-- Available data follows --

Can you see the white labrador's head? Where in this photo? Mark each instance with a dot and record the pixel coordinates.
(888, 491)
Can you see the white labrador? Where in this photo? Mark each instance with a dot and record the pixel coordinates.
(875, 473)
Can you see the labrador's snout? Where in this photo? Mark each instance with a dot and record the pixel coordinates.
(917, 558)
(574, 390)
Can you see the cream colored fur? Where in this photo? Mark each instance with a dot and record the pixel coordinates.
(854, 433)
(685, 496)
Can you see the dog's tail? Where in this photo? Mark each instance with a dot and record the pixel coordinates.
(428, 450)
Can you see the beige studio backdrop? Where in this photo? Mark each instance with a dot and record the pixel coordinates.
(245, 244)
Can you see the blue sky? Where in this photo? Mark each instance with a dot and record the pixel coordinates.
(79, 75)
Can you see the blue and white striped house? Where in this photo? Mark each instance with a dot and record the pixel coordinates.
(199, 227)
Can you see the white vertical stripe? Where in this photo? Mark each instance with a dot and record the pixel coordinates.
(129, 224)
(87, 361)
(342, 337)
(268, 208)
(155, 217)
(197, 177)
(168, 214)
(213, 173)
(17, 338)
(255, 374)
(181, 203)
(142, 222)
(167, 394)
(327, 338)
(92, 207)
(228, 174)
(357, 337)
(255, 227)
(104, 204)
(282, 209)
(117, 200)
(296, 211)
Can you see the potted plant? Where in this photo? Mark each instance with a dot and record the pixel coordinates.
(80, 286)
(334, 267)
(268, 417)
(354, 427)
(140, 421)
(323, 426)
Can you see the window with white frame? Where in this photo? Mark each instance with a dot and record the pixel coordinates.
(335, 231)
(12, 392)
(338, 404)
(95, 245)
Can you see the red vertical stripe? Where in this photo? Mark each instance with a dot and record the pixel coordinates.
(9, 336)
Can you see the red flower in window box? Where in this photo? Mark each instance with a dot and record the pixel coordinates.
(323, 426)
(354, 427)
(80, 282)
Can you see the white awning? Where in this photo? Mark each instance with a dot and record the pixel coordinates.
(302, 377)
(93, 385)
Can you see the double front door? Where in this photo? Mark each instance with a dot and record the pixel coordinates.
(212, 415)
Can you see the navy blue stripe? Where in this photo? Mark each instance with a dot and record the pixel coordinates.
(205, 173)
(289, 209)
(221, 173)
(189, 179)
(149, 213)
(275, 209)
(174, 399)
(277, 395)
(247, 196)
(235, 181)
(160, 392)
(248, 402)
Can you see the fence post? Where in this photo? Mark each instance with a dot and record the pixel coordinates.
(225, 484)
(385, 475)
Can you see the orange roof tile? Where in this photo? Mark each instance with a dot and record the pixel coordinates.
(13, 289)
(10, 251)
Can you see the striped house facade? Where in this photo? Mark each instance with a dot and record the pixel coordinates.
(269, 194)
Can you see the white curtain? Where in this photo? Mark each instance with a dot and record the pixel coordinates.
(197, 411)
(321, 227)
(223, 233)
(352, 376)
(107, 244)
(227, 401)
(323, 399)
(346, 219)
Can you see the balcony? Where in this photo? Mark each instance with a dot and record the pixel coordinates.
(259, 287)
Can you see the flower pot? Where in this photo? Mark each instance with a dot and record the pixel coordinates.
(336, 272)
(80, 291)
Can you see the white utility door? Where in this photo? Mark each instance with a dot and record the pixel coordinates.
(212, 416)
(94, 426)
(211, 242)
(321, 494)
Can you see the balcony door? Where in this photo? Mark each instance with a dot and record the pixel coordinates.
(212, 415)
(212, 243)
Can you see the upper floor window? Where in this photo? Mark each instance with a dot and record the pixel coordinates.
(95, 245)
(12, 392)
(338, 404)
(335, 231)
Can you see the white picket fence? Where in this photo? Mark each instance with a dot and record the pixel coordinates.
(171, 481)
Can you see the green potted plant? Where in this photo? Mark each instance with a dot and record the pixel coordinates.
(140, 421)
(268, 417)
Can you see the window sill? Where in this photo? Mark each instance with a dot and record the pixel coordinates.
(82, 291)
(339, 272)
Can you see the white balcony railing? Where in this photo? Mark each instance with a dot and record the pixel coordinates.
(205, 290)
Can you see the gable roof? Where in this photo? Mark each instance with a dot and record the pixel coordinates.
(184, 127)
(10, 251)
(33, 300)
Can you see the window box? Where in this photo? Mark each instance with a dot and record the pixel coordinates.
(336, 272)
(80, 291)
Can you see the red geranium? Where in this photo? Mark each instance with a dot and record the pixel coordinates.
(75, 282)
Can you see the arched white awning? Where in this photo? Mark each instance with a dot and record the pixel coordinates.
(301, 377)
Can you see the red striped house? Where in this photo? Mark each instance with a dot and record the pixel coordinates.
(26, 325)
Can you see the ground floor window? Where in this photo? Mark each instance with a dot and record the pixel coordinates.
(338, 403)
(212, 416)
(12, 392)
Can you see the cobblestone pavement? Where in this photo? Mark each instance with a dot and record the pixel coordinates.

-- Available data concluded --

» Problem
Without any change, reproduce the listing above in full.

» Answer to the exercise
Can you see the white labrador's head? Where in this photo? Mark each instance with a dot and record the pixel coordinates.
(888, 491)
Can you see the white labrador? Where in this photo? Mark each instance with a dot and record the pixel coordinates.
(875, 473)
Can you see the labrador's snout? Where in this photo? Mark each instance with a dot and record the pixel coordinates.
(917, 558)
(574, 390)
Can you see the cream colored fur? Where in this photo? Mark each instance with a dot and record the pixel coordinates.
(854, 433)
(685, 496)
Can you see the dog's tail? Where in this photo? Mark each instance with a dot and record the pixel coordinates.
(428, 450)
Can you see the beige studio backdrop? Where in this photo? Mark each instance with a dot and record the pixel coordinates.
(245, 244)
Can you see the blue sky? Where in this photo? Mark each instance with a dot and record the pixel coordinates.
(79, 75)
Can you see the blue and white striped house? Where in this photo? Mark each instance with a dot and record the pixel coordinates.
(199, 227)
Can you see the white vertical stripe? Where in this photo? Mark each instance with a dot and record the pixel coordinates.
(129, 224)
(87, 361)
(342, 337)
(268, 208)
(155, 217)
(197, 177)
(168, 214)
(213, 173)
(17, 338)
(255, 374)
(181, 203)
(142, 222)
(167, 394)
(327, 338)
(92, 207)
(228, 174)
(357, 337)
(255, 227)
(104, 204)
(282, 209)
(117, 200)
(296, 211)
Can you see the potted plant? Where in this photo? Mark each instance with a dot and record the pixel coordinates.
(80, 286)
(334, 267)
(268, 417)
(354, 427)
(140, 421)
(323, 426)
Can you see the window with white frame? Where in this photo? Mark each instance with a dot and record the pixel coordinates.
(335, 231)
(12, 392)
(338, 404)
(95, 245)
Can you see the red vertical stripe? Where in this photo? Mark each instance with a dot and record the pixel coordinates.
(9, 336)
Can you see the red flower in window box? Where in this photo? Mark each instance with a dot and record the pixel coordinates.
(323, 426)
(354, 427)
(80, 282)
Can you see the white awning? Where in this photo? Mark each instance with a dot and record the pixel coordinates.
(302, 377)
(93, 385)
Can you see the double front door? Where in this photo? Mark each instance with a dot and record the pixel coordinates.
(212, 415)
Can you see the navy blue stripe? Where in this photo? Mark each instance with a dot and record the pixel coordinates.
(205, 173)
(289, 209)
(221, 173)
(189, 179)
(149, 213)
(275, 209)
(174, 399)
(277, 395)
(247, 196)
(235, 181)
(160, 392)
(248, 402)
Can you see the fence post? Where in this photo? Mark each instance with a dot and record the pixel coordinates.
(225, 484)
(385, 475)
Can you see the orange roof tile? Where in this photo? Mark each instance with a dot and record the pixel coordinates.
(13, 289)
(10, 251)
Can you see the striped house facade? Where in this photo? Mark each instance with a dot and record the pixel coordinates.
(269, 194)
Can you see the white curtain? Where in this photo? Mark each instance with a dot and record the pixel coordinates.
(197, 411)
(321, 227)
(223, 233)
(352, 376)
(107, 244)
(227, 401)
(323, 399)
(346, 219)
Can you see the balcony? Where in this photo? Mark each instance with a dot and record the pixel coordinates.
(259, 287)
Can you see the flower pot? Where in this photo? Mark each instance with a dot and record the pixel coordinates.
(336, 272)
(80, 291)
Can you see the white utility door? Where in this photo? Mark each instance with a dot and record the pixel coordinates.
(212, 416)
(94, 426)
(211, 242)
(321, 494)
Can you see the balcony door? Where in this photo? Mark each instance with a dot and record the pixel coordinates.
(212, 415)
(212, 243)
Can you see the upper floor window? Where in this photo? Mark each instance with a dot and record the pixel coordinates.
(95, 245)
(12, 392)
(338, 404)
(335, 231)
Can you see the white picket fence? Where in this photo? Mark each instance with a dot and record the pixel coordinates.
(171, 481)
Can you see the green potted plant? Where in this photo? Mark each instance with a dot and record the pixel coordinates.
(140, 421)
(268, 417)
Can you see the window sill? Where in this photo? Mark each instance with a dot and record the pixel coordinates.
(82, 291)
(339, 272)
Can you see the white balcony railing? Where in this photo? Mark each instance with a dot and record the pixel coordinates.
(205, 290)
Can you see the gable roof? Where in this photo? Mark each instance with a dot and record the pixel coordinates.
(184, 127)
(10, 251)
(33, 300)
Can you see the window box? Where in this photo? Mark each instance with a dot and record the pixel coordinates.
(336, 272)
(80, 291)
Can you see the red geranium? Where in this photo? Mark each instance with a dot and record the pixel coordinates.
(75, 282)
Can you see the arched white awning? Where in this photo? Mark each instance with a dot and record the pixel coordinates.
(301, 377)
Can you see the red striped house? Where in this photo? Mark each instance with a dot and record the pixel coordinates.
(26, 325)
Can you see the ground floor window? Where in this photo? Mark each instance with a dot and record the pixel coordinates.
(338, 403)
(212, 416)
(12, 392)
Can you see the cobblestone pavement? Where in this photo? Mark each instance with a dot and record the pixel coordinates.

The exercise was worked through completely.